■ **Instrução A**:
Extraia dos registros abaixo todas as linhas que contêm a palavra "column".

─── Texto fornecido ───

Castells, em sua obra Redes de indignação e esperança (CASTELLS, 2013), traz uma questão bastante interessante: Seriam os movimentos sociais em rede um paradigma emergente? Para o autor, nos últimos anos esses movimentos são conectados em redes de múltiplas formas. Os usos dos telefones celulares são essenciais, mas a forma de se conectar em rede é multimodal: inclui redes sociais online e offline, pois, embora os movimentos sociais tenham em geral sua base no espaço urbano, mediante ocupações e manifestações de rua, sua existência contínua tem lugar no espaço livre da internet. Os movimentos são simultaneamente locais e globais, começam em contextos específicos, por motivos próprios, constituem suas próprias redes e constroem seu espaço público ao ocupar o espaço urbano e se conectar às redes da internet.

Pelo princípio de que juventude não é uma categoria social dada, mas uma construção social (PAIS, 1990), podemos dizer que, dessa forma, ela compreende em si mesma dilemas, problemas e questões. A respeito disso, um segundo ponto que acho importante destacar é o ativismo juvenil potencializado pelos Flash Mobs no caso George Floyd, como práticas de políticas antirracistas, ou seja, não há uma política separada da prática, há práticaspolíticaspráticas, o que significa que todas as ações desenvolvidas pelos jovens nas redes sociais e nas ruas são também fruto de decisões políticas e expressam valores e objetivos também políticos. Isso me parece importante como o que busco realizar ao apresentar os Flash Mobs como ações que desinvisiblizam os cotidianos, mostrando que o que parece posto é um processo de embates que se tece coletiva e cotidianamente em comunicação ubíqua (SANTAELLA, 2014).

─── Dados fornecidos ───

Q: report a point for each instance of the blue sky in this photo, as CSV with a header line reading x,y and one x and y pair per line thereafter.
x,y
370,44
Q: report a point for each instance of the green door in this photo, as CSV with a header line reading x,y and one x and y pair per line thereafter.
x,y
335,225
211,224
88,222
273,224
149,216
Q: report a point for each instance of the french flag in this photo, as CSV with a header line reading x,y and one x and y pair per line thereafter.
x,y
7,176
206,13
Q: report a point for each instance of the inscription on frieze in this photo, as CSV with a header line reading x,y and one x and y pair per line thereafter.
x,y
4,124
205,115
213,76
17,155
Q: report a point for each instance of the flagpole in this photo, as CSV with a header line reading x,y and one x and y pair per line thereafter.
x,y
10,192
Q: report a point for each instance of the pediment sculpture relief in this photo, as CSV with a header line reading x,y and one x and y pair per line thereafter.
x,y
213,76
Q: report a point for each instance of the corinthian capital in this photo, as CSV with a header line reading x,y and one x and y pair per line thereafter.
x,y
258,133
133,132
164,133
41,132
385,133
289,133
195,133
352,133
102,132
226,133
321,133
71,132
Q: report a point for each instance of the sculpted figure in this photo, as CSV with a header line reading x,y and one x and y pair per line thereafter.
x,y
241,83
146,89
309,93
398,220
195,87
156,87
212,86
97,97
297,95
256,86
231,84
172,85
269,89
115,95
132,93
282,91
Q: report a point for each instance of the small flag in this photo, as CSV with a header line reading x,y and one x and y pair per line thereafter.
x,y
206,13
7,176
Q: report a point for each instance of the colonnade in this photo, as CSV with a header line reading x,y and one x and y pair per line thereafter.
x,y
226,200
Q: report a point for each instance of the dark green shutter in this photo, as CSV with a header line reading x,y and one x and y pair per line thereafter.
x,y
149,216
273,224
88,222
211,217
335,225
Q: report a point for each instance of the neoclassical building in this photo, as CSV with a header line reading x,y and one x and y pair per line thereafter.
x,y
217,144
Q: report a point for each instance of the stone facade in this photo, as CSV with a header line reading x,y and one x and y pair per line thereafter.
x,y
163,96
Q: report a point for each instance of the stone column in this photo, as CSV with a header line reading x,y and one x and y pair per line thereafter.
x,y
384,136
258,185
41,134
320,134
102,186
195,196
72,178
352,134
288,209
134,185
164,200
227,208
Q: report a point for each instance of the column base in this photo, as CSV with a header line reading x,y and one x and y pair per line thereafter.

───

■ **Instrução B**:
No texto sobre movimentos sociais em rede, onde esses movimentos costumam ter sua base?

■ **Resposta A**:
Q: report a point for each instance of the stone column in this photo, as CSV with a header line reading x,y and one x and y pair per line thereafter.
Q: report a point for each instance of the column base in this photo, as CSV with a header line reading x,y and one x and y pair per line thereafter.

■ **Resposta B**:
No espaço urbano, mediante ocupações e manifestações de rua.